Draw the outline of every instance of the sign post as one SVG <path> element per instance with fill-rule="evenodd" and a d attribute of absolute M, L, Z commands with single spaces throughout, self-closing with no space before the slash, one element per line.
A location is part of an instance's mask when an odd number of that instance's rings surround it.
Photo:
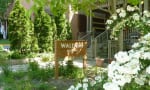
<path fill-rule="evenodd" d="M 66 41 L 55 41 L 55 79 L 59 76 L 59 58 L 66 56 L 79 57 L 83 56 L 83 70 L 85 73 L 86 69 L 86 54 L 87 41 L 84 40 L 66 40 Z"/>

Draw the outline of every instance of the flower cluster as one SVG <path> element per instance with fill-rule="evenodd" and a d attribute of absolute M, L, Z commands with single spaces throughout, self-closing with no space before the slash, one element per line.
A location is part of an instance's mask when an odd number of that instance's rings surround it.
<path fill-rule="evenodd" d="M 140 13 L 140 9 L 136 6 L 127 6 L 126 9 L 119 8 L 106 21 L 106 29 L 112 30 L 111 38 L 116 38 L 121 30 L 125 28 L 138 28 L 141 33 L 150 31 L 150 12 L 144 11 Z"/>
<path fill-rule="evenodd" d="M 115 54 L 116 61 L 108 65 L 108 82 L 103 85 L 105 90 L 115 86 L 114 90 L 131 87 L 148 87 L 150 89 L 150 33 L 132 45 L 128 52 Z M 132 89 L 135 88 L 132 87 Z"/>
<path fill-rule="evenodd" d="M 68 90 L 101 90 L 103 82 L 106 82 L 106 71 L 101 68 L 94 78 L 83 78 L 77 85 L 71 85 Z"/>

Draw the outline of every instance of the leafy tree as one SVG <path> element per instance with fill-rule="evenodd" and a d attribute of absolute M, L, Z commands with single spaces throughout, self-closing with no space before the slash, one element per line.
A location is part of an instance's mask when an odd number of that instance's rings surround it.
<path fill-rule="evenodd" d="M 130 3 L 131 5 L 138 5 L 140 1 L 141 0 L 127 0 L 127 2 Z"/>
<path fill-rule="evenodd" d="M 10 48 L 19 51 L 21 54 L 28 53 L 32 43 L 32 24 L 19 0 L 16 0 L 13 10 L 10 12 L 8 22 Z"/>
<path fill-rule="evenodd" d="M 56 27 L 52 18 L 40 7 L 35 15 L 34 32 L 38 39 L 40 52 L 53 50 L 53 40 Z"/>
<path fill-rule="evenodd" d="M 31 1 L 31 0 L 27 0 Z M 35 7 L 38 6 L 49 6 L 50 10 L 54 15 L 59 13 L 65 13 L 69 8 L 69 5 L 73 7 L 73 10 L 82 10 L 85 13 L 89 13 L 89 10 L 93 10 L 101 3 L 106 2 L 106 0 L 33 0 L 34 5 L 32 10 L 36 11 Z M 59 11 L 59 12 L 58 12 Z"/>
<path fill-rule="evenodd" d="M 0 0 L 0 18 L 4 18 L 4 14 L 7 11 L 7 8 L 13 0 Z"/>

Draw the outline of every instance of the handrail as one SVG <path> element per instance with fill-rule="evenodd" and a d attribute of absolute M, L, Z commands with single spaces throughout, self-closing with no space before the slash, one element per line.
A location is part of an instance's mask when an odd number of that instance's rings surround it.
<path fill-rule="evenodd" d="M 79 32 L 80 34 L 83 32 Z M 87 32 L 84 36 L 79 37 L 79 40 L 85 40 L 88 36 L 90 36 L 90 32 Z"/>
* * *
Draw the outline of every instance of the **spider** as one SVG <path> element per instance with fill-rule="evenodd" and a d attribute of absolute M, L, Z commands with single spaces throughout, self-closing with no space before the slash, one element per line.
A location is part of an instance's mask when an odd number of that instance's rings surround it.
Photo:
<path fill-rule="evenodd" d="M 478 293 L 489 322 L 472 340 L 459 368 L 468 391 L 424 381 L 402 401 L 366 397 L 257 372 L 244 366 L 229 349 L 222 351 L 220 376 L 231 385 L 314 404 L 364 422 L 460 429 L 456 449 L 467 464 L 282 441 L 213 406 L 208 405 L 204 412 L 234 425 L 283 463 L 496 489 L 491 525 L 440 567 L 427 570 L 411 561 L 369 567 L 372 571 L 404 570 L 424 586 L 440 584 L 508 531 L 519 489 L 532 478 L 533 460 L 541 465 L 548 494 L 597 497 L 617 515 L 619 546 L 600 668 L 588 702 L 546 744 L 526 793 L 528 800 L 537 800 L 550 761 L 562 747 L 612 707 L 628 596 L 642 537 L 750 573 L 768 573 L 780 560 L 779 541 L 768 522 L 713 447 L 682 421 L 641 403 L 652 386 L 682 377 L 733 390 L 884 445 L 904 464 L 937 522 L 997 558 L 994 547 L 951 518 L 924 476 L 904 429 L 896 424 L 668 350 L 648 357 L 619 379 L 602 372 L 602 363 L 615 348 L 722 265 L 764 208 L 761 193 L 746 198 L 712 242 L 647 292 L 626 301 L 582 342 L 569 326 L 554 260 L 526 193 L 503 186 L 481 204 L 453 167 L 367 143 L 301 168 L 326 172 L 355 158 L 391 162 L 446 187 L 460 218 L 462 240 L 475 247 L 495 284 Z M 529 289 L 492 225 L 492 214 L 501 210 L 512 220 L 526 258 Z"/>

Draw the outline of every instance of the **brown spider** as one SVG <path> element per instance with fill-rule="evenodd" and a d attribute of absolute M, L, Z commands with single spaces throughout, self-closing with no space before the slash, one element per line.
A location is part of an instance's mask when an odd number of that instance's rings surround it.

▶ **TASK GOAL**
Give the material from the line with "Draw the outline of every instance of the sign" up to and including the line with "66 41 L 55 41" as a Markdown table with two columns, Row and Line, putting one numbered line in each row. Skip blank lines and leave the pictures out.

▶ **RESPONSE**
| Row | Line |
|---|---|
| 1 | Draw the outline of every instance of the sign post as one SVG <path> element per instance with fill-rule="evenodd" and a d attribute of absolute M, L, Z commands with single spaces throughout, self-closing with no space before the slash, one element per line. |
| 2 | A location is part of an instance's mask when an odd number of that instance's rings surround it. |
| 3 | Photo: |
| 4 | <path fill-rule="evenodd" d="M 66 41 L 55 41 L 55 79 L 59 76 L 59 58 L 66 56 L 79 57 L 83 56 L 83 70 L 85 73 L 86 69 L 86 54 L 87 41 L 84 40 L 66 40 Z"/> |